Managing COVID-19 infection in infants and children

-- by Dr. Yogesh Parashar on April 27th, 2021

Consensus guidelines made by AIIMS trained Pediatricians.

  • Children with Covid-19 infection may have fever, throat discomfort, cough, runny nose, abdominal pain and loose stools. Older children may complain of headache and tiredness. A RT PCR test confirms the diagnosis.
  • Most children can be managed at home. Paracetamol can be given for fever, ORS for loose stools, and simple medicines for cough and vomiting. Do consult your doctor for these. Continue their normal diet, and give more fluids. The mother can continue breast feeding using a mask.
  • Children are most comfortable with their parents, and isolation is practically difficult. Children should be kept away from elderly and those with co-morbidities. Those above two years should wear a mask. Do not send them to the grandparents home, the children may infect them.
  • Monitoring saturation in a child with an adult pulse oxymeter may give errors. If a child looks sick, lethargic, blue or has breathing difficulty he should be taken to a hospital.
  • Infants can get covid from other family members. They may have high fever, irritability, breathing difficulty and may not feed well. They could be sick and need investigations and admission to hospital.

## Exercise objective
Set down the stretch of the guidance on COVID-19 in children from "-- by Dr. Yogesh" through "using a mask.", word for word. The material that follows is separate from the guidance on COVID-19 in children.

## Referring expression pointing data

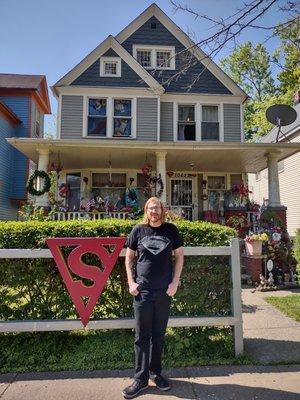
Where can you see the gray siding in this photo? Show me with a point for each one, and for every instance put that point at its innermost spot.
(8, 211)
(20, 106)
(166, 122)
(206, 82)
(71, 117)
(232, 123)
(146, 124)
(91, 76)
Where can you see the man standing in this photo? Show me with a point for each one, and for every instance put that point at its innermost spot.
(153, 285)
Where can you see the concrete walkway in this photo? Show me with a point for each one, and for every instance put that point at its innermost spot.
(269, 336)
(203, 383)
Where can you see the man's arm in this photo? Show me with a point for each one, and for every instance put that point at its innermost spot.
(129, 262)
(173, 286)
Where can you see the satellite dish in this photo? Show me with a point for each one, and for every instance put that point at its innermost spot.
(281, 115)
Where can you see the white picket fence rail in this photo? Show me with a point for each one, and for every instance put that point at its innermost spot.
(125, 323)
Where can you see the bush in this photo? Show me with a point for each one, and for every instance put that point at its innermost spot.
(33, 289)
(297, 252)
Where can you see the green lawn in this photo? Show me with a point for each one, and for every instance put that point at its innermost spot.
(95, 350)
(289, 305)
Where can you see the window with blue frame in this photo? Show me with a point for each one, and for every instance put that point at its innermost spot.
(97, 117)
(122, 118)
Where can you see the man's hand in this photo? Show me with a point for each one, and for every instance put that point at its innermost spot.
(133, 289)
(172, 289)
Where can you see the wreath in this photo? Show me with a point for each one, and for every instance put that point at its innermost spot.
(64, 190)
(32, 180)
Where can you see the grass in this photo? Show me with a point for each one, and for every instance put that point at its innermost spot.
(96, 350)
(289, 305)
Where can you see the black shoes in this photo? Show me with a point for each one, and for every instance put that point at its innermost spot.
(161, 382)
(134, 389)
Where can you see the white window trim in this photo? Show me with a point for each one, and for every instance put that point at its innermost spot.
(198, 120)
(110, 117)
(153, 50)
(103, 60)
(220, 121)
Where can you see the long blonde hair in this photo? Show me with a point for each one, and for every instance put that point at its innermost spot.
(163, 210)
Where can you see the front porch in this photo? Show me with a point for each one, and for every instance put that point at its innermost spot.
(110, 178)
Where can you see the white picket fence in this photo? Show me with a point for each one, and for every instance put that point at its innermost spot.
(123, 323)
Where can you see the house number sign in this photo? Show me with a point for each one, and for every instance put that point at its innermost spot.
(73, 270)
(183, 175)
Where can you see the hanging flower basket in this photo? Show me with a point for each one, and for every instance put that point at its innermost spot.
(254, 248)
(32, 183)
(253, 243)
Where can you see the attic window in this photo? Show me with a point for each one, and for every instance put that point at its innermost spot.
(110, 66)
(155, 57)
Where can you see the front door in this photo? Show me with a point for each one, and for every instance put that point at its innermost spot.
(182, 191)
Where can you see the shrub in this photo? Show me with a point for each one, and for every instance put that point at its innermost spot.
(297, 252)
(33, 288)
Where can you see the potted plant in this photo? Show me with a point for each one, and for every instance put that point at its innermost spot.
(238, 222)
(253, 243)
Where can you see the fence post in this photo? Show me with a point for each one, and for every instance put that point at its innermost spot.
(236, 296)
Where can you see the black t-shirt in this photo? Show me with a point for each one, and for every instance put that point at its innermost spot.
(154, 246)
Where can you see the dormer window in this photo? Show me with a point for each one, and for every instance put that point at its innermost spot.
(144, 58)
(110, 67)
(155, 57)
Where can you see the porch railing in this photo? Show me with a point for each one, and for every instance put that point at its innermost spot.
(234, 320)
(82, 215)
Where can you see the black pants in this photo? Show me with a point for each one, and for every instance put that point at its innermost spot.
(151, 310)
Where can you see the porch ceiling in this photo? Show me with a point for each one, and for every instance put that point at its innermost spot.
(127, 154)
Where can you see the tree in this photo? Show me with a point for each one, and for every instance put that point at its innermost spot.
(248, 15)
(287, 56)
(249, 67)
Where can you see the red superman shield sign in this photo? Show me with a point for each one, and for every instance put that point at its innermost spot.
(107, 249)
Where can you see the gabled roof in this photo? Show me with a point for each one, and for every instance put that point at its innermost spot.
(154, 10)
(9, 114)
(16, 81)
(109, 43)
(287, 130)
(35, 83)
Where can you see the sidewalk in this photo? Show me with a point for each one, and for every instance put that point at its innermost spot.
(202, 383)
(269, 336)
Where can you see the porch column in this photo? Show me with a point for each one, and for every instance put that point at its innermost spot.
(161, 169)
(43, 200)
(273, 179)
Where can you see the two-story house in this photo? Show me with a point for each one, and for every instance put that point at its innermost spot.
(23, 102)
(132, 105)
(288, 171)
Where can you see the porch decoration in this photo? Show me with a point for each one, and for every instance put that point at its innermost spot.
(253, 243)
(56, 166)
(64, 190)
(31, 184)
(85, 297)
(146, 169)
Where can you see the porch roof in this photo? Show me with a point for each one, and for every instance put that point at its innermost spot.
(131, 154)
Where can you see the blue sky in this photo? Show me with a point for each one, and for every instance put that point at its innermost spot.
(51, 37)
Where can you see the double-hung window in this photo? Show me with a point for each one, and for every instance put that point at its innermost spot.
(144, 58)
(122, 125)
(186, 122)
(110, 67)
(97, 117)
(110, 117)
(155, 57)
(163, 59)
(210, 123)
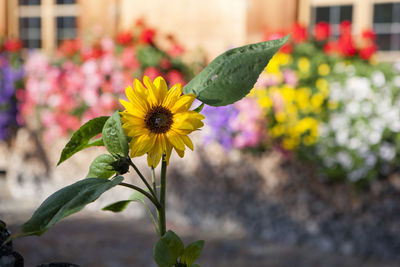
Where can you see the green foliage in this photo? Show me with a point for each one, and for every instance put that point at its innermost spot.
(192, 252)
(81, 138)
(231, 76)
(101, 167)
(65, 202)
(199, 108)
(114, 138)
(121, 205)
(170, 248)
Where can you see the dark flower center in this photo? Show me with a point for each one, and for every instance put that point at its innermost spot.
(158, 120)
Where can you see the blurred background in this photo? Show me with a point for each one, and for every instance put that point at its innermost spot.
(304, 171)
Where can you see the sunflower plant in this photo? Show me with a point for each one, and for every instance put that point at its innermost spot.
(156, 120)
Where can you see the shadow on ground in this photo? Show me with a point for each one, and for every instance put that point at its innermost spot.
(97, 241)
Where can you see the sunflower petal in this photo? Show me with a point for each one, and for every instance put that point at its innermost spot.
(183, 104)
(142, 144)
(173, 95)
(162, 88)
(187, 141)
(176, 140)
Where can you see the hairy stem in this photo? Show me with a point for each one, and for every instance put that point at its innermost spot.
(149, 196)
(161, 211)
(143, 179)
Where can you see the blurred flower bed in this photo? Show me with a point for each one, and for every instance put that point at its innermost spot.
(84, 79)
(11, 83)
(324, 99)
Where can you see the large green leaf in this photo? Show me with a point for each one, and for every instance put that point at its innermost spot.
(65, 202)
(101, 167)
(192, 252)
(231, 76)
(81, 138)
(168, 249)
(114, 138)
(121, 205)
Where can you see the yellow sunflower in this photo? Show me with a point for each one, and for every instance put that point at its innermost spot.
(158, 119)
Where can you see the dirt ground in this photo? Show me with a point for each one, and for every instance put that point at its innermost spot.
(100, 240)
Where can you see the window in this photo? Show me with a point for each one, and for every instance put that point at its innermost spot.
(30, 23)
(44, 24)
(386, 22)
(65, 2)
(29, 2)
(30, 32)
(66, 28)
(334, 15)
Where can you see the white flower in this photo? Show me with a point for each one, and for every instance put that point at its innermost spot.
(374, 137)
(370, 160)
(387, 151)
(396, 81)
(344, 159)
(353, 108)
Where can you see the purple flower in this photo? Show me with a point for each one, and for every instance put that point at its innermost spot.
(218, 121)
(11, 72)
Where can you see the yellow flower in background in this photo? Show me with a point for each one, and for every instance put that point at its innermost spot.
(303, 64)
(280, 116)
(158, 119)
(324, 69)
(333, 104)
(323, 86)
(278, 60)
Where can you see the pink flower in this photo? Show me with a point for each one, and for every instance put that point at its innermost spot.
(152, 72)
(249, 124)
(174, 77)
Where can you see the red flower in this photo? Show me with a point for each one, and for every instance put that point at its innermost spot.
(165, 63)
(12, 45)
(174, 77)
(369, 35)
(152, 72)
(176, 50)
(93, 52)
(345, 27)
(299, 33)
(331, 47)
(147, 36)
(346, 46)
(68, 48)
(286, 48)
(368, 51)
(124, 38)
(322, 31)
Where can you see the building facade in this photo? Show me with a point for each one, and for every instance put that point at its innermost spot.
(214, 25)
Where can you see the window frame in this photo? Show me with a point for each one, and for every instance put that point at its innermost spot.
(363, 12)
(48, 11)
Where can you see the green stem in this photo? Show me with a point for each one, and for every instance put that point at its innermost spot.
(149, 196)
(153, 180)
(161, 211)
(143, 179)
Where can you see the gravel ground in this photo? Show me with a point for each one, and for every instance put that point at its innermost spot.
(96, 239)
(252, 211)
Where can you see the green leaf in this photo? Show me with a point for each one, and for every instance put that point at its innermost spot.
(101, 167)
(192, 252)
(168, 249)
(199, 108)
(121, 205)
(231, 76)
(81, 138)
(114, 138)
(65, 202)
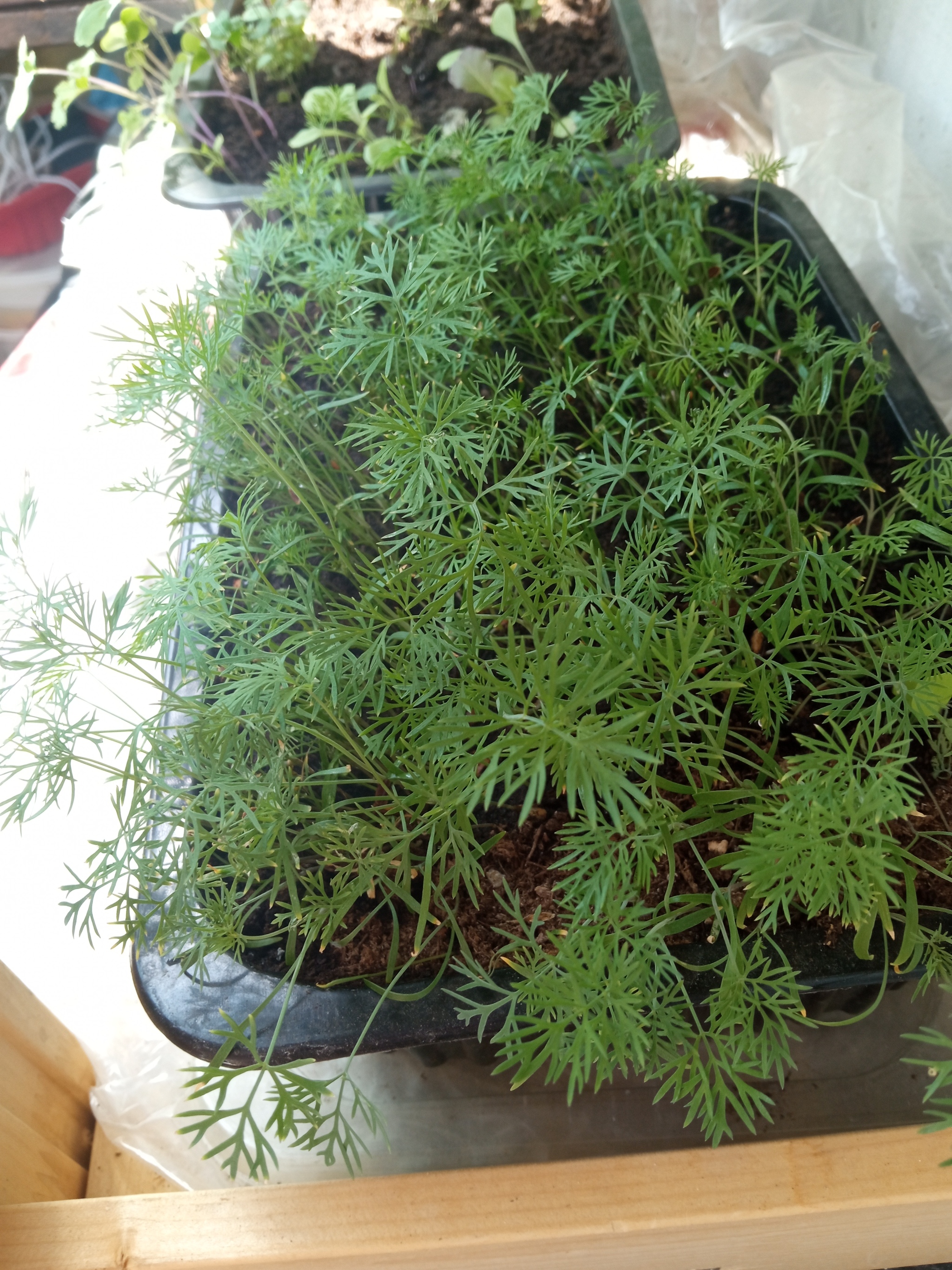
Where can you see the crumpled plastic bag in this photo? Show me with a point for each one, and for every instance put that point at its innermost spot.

## Written response
-- by Dr. Yogesh Parashar on April 27th, 2021

Consensus guidelines made by AIIMS trained Pediatricians.

  • Children with Covid-19 infection may have fever, throat discomfort, cough, runny nose, abdominal pain and loose stools. Older children may complain of headache and tiredness. A RT PCR test confirms the diagnosis.
  • Most children can be managed at home. Paracetamol can be given for fever, ORS for loose stools, and simple medicines for cough and vomiting. Do consult your doctor for these. Continue their normal diet, and give more fluids. The mother can continue breast feeding using a mask.